(Data extracts)

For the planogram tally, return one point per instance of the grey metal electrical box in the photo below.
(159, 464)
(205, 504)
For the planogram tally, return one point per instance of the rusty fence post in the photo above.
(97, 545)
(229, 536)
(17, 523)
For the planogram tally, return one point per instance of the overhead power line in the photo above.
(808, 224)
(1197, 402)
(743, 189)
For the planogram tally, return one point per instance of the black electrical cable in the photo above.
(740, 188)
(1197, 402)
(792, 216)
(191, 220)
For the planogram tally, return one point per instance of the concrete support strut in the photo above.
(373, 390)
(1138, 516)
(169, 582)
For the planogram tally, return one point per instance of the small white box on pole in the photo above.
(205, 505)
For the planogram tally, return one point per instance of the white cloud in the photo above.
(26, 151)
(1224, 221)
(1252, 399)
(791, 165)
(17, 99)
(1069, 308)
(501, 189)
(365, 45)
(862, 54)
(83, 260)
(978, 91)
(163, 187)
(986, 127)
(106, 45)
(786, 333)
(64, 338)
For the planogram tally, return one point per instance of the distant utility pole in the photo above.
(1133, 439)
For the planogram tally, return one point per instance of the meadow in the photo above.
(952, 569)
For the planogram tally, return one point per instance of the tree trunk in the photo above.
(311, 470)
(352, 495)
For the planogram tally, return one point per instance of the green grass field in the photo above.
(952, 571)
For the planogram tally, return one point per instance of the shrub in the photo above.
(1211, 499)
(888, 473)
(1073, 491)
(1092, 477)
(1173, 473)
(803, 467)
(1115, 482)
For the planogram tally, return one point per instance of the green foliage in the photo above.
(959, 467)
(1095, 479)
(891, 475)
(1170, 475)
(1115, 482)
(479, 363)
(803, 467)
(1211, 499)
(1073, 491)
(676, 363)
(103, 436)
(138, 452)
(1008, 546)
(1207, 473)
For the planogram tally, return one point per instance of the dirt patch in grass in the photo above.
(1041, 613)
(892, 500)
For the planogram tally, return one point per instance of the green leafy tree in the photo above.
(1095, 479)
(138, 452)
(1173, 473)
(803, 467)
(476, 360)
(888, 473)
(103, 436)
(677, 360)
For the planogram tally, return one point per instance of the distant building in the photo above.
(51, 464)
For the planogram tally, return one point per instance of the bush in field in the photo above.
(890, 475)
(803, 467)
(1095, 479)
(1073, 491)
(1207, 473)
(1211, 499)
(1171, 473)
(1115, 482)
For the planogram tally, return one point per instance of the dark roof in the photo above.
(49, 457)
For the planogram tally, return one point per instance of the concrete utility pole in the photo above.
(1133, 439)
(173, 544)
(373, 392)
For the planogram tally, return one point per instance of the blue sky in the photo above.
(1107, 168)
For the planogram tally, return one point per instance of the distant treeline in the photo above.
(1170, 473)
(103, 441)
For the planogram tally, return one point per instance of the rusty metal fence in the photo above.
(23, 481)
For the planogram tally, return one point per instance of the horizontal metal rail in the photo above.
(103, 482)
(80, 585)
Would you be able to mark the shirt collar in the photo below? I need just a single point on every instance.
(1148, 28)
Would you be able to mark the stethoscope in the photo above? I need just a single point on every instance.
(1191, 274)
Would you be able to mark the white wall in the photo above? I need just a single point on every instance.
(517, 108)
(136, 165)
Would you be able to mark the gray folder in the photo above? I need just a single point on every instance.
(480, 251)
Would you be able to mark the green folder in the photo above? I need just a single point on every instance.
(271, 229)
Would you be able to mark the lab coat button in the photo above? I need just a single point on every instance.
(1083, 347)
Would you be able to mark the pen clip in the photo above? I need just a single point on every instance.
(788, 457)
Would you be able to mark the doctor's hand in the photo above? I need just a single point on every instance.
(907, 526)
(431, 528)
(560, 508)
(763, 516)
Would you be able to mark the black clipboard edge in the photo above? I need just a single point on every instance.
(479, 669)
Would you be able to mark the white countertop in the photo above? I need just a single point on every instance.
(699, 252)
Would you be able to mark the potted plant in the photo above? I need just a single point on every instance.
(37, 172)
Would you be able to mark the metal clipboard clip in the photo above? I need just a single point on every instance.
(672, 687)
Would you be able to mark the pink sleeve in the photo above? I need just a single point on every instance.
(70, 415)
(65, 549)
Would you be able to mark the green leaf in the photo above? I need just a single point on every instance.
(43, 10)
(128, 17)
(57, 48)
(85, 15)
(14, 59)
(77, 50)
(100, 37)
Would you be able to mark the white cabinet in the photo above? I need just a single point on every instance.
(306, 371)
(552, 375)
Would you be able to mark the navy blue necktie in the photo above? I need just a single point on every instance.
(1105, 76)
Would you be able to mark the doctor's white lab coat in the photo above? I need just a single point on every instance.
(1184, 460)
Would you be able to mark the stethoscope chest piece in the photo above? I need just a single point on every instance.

(End Data extracts)

Problem statement: All records are to be restated exactly, from the first line to the last line.

Result:
For the planogram tally, return one point per instance of the grey metal electrical box in the photo below.
(159, 464)
(205, 504)
For the planogram tally, return one point per instance of the rusty fence post in the photo above.
(97, 545)
(229, 536)
(17, 523)
For the planogram tally, return one point per instance of the overhead power line in the photo above.
(808, 224)
(1197, 402)
(743, 189)
For the planogram tally, return one point per instance of the black electrical cable in the photo above.
(740, 188)
(1197, 402)
(792, 216)
(191, 220)
For the planogram tally, return one point per instance of the concrete support strut in the photo above.
(373, 390)
(1138, 516)
(169, 582)
For the planogram tally, return one point per instance of the small white box on pole in the photo above.
(205, 505)
For the planogram tally, return one point per instance of the white cloud in the photo above.
(26, 151)
(1224, 221)
(1252, 399)
(791, 165)
(17, 99)
(1069, 308)
(501, 189)
(365, 45)
(862, 54)
(83, 260)
(978, 91)
(163, 187)
(986, 127)
(106, 45)
(786, 333)
(64, 338)
For the planogram tally, return one point per instance of the distant utility pole in the photo above.
(1133, 439)
For the planogram tally, return one point per instance of the meadow in the photo above.
(952, 569)
For the planogram tally, return one point per instance of the tree trunk in the photo above.
(311, 470)
(352, 495)
For the planogram tally, return one point per instance of the green grass field in the photo above.
(952, 571)
For the planogram tally, return one point per instance of the shrub in the photo above.
(1211, 499)
(888, 473)
(1073, 491)
(1092, 477)
(1173, 473)
(803, 467)
(1115, 482)
For the planogram tally, return one point per instance of the green foliage in the photo above.
(959, 467)
(1095, 479)
(891, 475)
(1170, 475)
(1115, 482)
(479, 363)
(803, 467)
(1211, 499)
(1073, 491)
(676, 363)
(103, 436)
(138, 452)
(1008, 546)
(1207, 473)
For the planogram tally, return one point per instance of the dirt patch in grass in the photo above.
(1041, 613)
(892, 500)
For the planogram tally, return one point per instance of the green leafy tree in the photo above.
(1095, 479)
(138, 452)
(1173, 473)
(803, 467)
(476, 360)
(888, 473)
(103, 436)
(677, 360)
For the planogram tally, return one point per instance of the distant building in the photo above.
(51, 464)
For the planogram tally, return one point per instance of the bush in field in the photo above.
(890, 475)
(803, 467)
(1095, 479)
(1073, 491)
(1207, 473)
(1211, 499)
(1171, 473)
(1115, 482)
For the planogram tally, return one point per instance of the dark roof in the photo above.
(49, 457)
For the planogram tally, return one point per instance of the concrete utility pole in the photo above.
(1133, 439)
(173, 544)
(373, 392)
For the planogram tally, return one point per instance of the blue sky in the photo above.
(1107, 168)
For the planogram tally, return one point per instance of the distant treeline in the photo above.
(1170, 473)
(103, 441)
For the planogram tally, return one point per instance of the rusty metal fence in the photo above.
(23, 481)
For the planogram tally, return one point per instance of the horizontal metal rail in the photo above.
(103, 482)
(80, 585)
Would you be able to mark the shirt collar in the photo below? I need just a single point on every instance.
(1148, 28)
Would you be able to mark the stethoscope in the photo above? I need just a single point on every instance.
(1191, 274)
Would you be able to mark the white wall in the photo above? I need just a single point on every instance.
(517, 108)
(136, 165)
Would you be able to mark the gray folder in the photo above? I need just a single point on every instance.
(480, 251)
Would you be able to mark the green folder in the photo above? I need just a single point on every instance.
(271, 229)
Would you be able to mark the lab coat button in the photo above? I need just a single point on every instance.
(1083, 347)
Would you be able to mark the pen clip in the photo above? I need just a single point on every instance.
(788, 457)
Would you be able to mark the doctor's hand in the photo above? I need just a single point on every instance.
(907, 526)
(431, 528)
(560, 508)
(763, 516)
Would you be able to mark the black clipboard edge in the photo above? I need just a single point on every instance.
(479, 669)
Would you be able to mark the white countertop in the photo above? I need just a single point on every instance.
(699, 252)
Would you be able to mark the potted plant in the photo above? I need just a single point on every instance.
(37, 172)
Would you be able to mark the metal clipboard clip in the photo above? I need just a single point on every instance.
(672, 687)
Would you be able to mark the pink sleeve in the photo above? I need just a single point on every instance.
(70, 415)
(65, 549)
Would you be able to mark the green leaf in the photo above? I need just a single point on every instance.
(43, 10)
(128, 17)
(57, 48)
(85, 15)
(14, 59)
(77, 50)
(100, 37)
Would you be able to mark the white cabinet in the photo above? I need just a single point on every instance.
(306, 371)
(552, 375)
Would you be able to mark the navy blue necktie in the photo above? I need just a single point on every instance.
(1105, 76)
Would you be able to mark the doctor's white lab coat in the photo above? I need just a single point on every instance.
(1184, 460)
Would you be able to mark the stethoscope chest piece in the photo above? I need just a single point on every instance.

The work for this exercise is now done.